Mythos Wiener Philharmoniker
28. März 2017Durch Fernsehübertragungen des Konzerts in 90 Länder sowie durch Radio und Livestream sind die Wiener Philharmoniker das wohl bekannteste Orchester der Welt.
So wie diese Musiker ihren Sitz in der "Hauptstadt der Klassik" haben, steht die Strauß-Dynastie - Johann Strauß und seine Söhne - im Vordergrund der Neujahrskonzerte. Das Orchester ist wie kein anderes mit Walzern, Polkas, Märschen und Operetten in Wiener Tradition verbunden.
Es wäre jedoch ein Fehler, es darauf zu beschränken. Für viele stehen die Wiener Philharmoniker sinnbildlich für Klassik schlechthin. Eine Reihe von Meisterwerken wurden von ihnen uraufgeführt, und Komponisten sparten nicht mit Lob: Richard Wagner fand das Orchester "eines der allervorzüglichsten der Welt", Anton Bruckner nannte es "den höchsten Kunstverein in der Musik", Johannes Brahms bezeichnete sich als "Freund und Verehrer" des Klangkörpers, Gustav Mahler erklärte sich mit dem Orchester "durch die musikalischer Kunst" verbunden und Richard Strauss fasste zusammen: "Die Philharmoniker preisen, heißt Geigen nach Wien tragen."

□ □ □ □

* [GEGEBENE AUFGABE 1] Kannst du in den Datensätzen den Abschnitt von der Zeile mit „Locate every instance of the statue's head“ bis einschließlich zum Ende der Datensätze noch einmal wiedergeben, dabei „statue“ gegen „figure“ tauschen und die Bilder weglassen?

□ □ □ □

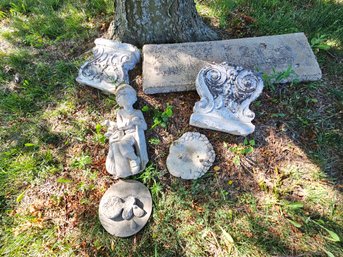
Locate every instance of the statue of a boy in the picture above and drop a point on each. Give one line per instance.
(127, 153)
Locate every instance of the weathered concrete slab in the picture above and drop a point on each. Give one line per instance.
(174, 67)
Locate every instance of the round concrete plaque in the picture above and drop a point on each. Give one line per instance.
(125, 208)
(191, 156)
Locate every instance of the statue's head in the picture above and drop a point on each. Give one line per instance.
(125, 95)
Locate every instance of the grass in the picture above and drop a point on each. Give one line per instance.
(276, 193)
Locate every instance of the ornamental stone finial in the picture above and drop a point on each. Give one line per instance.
(226, 93)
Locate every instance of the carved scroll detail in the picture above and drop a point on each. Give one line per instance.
(110, 65)
(226, 93)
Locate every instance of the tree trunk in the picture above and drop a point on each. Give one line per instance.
(158, 21)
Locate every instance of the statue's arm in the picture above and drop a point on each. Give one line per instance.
(141, 121)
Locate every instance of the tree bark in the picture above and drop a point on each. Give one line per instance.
(158, 21)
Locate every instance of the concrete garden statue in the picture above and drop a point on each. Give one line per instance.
(226, 93)
(127, 153)
(110, 65)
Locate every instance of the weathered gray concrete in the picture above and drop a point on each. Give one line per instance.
(125, 208)
(174, 67)
(225, 95)
(191, 156)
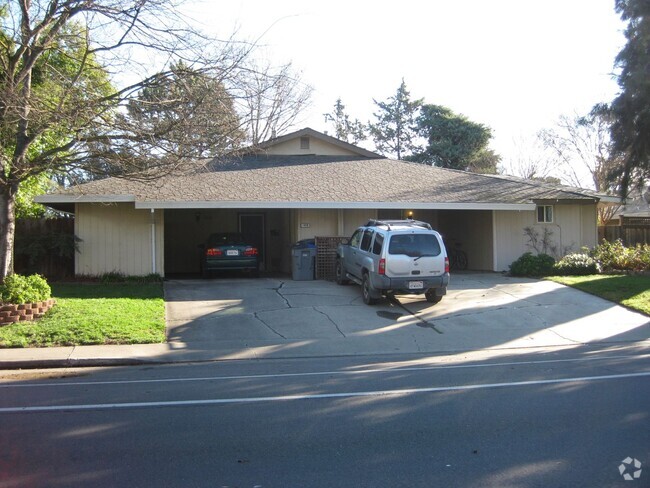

□ □ □ □

* [GEGEBENE AUFGABE 2] Wie nannte Anton Bruckner laut dem Text über die Wiener Philharmoniker das Orchester?

* [ANTWORT 1]
Locate every instance of the figure's head in the picture above and drop a point on each. Give one line per instance.
(125, 95)
Locate every instance of the grass in the picture above and drop a point on each. Give one line per instance.
(276, 193)
Locate every instance of the ornamental stone finial in the picture above and drop a point on each. Give one line per instance.
(226, 93)
Locate every instance of the carved scroll detail in the picture above and drop a point on each. Give one line per instance.
(110, 65)
(226, 93)
Locate every instance of the tree trunk in the picture above and drop a point on each. Give one line per instance.
(158, 21)
Locate every instance of the figure's arm in the picture above and drop a point on each. Give one line per instance.
(141, 121)
Locate every instance of the tree bark in the picture above and drop a point on each. Give one line per instance.
(158, 21)
Locate every instance of the concrete garden figure in the picture above and drop a point on each. Give one line per instance.
(226, 93)
(127, 153)
(110, 65)
Locate every instance of the weathered gray concrete in the picture above and drop a point on each. Give one line per instance.
(125, 208)
(174, 67)
(225, 95)
(191, 156)

* [ANTWORT 2] „den höchsten Kunstverein in der Musik“